======== Listed entries

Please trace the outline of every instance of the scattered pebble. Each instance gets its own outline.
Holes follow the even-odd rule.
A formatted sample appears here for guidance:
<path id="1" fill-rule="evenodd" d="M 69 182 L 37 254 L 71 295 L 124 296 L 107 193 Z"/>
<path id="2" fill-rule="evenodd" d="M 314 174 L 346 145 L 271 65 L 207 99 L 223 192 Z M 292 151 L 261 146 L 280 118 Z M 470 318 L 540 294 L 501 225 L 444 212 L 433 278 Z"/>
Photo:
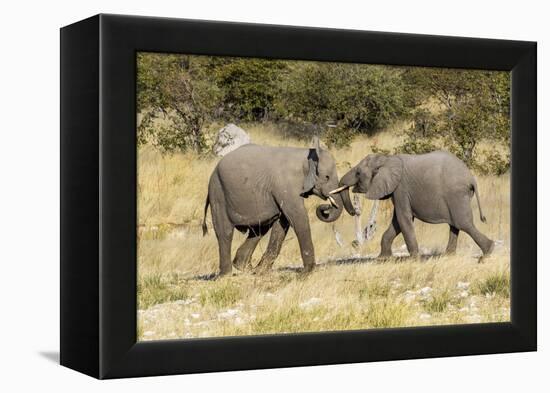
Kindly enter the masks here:
<path id="1" fill-rule="evenodd" d="M 458 289 L 468 289 L 470 288 L 470 283 L 469 282 L 465 282 L 465 281 L 459 281 L 457 284 L 456 284 L 456 287 Z"/>
<path id="2" fill-rule="evenodd" d="M 239 313 L 239 310 L 235 308 L 228 308 L 227 310 L 218 314 L 218 318 L 228 319 L 236 316 Z"/>
<path id="3" fill-rule="evenodd" d="M 422 288 L 419 293 L 422 296 L 428 296 L 430 293 L 432 293 L 433 289 L 431 287 L 424 287 Z"/>
<path id="4" fill-rule="evenodd" d="M 312 297 L 311 299 L 300 303 L 300 307 L 309 308 L 309 307 L 317 306 L 318 304 L 321 304 L 321 299 L 319 299 L 318 297 Z"/>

================

● Work required: Convert each line of the rows above into a Markdown table with the columns "No." and "Line", numbering the lines in order and omitting blank ones. Leave the pictures out of the table.

● Solution:
| No. | Line |
|---|---|
| 1 | Please trace the outline of every instance of the scattered pebble. Each instance gets its own outline. |
| 2 | Holes follow the even-odd rule. |
| 3 | A formatted sample appears here for guidance: |
| 4 | <path id="1" fill-rule="evenodd" d="M 69 182 L 37 254 L 71 295 L 124 296 L 107 193 Z"/> |
| 5 | <path id="2" fill-rule="evenodd" d="M 314 174 L 346 145 L 271 65 L 207 99 L 223 192 Z M 292 151 L 261 146 L 280 118 Z M 470 318 L 540 294 L 501 225 L 444 212 L 433 278 Z"/> |
| 6 | Photo: |
| 7 | Kindly enter the masks here: |
| 8 | <path id="1" fill-rule="evenodd" d="M 458 289 L 468 289 L 470 288 L 470 283 L 469 282 L 465 282 L 465 281 L 459 281 L 457 284 L 456 284 L 456 287 Z"/> |
| 9 | <path id="2" fill-rule="evenodd" d="M 239 313 L 239 310 L 235 308 L 228 308 L 227 310 L 218 314 L 218 318 L 228 319 L 236 316 Z"/> |
| 10 | <path id="3" fill-rule="evenodd" d="M 422 288 L 419 293 L 422 296 L 428 296 L 430 293 L 432 293 L 433 289 L 431 287 L 424 287 Z"/> |
| 11 | <path id="4" fill-rule="evenodd" d="M 312 297 L 311 299 L 300 303 L 300 307 L 309 308 L 309 307 L 317 306 L 318 304 L 321 304 L 321 299 L 319 299 L 318 297 Z"/> |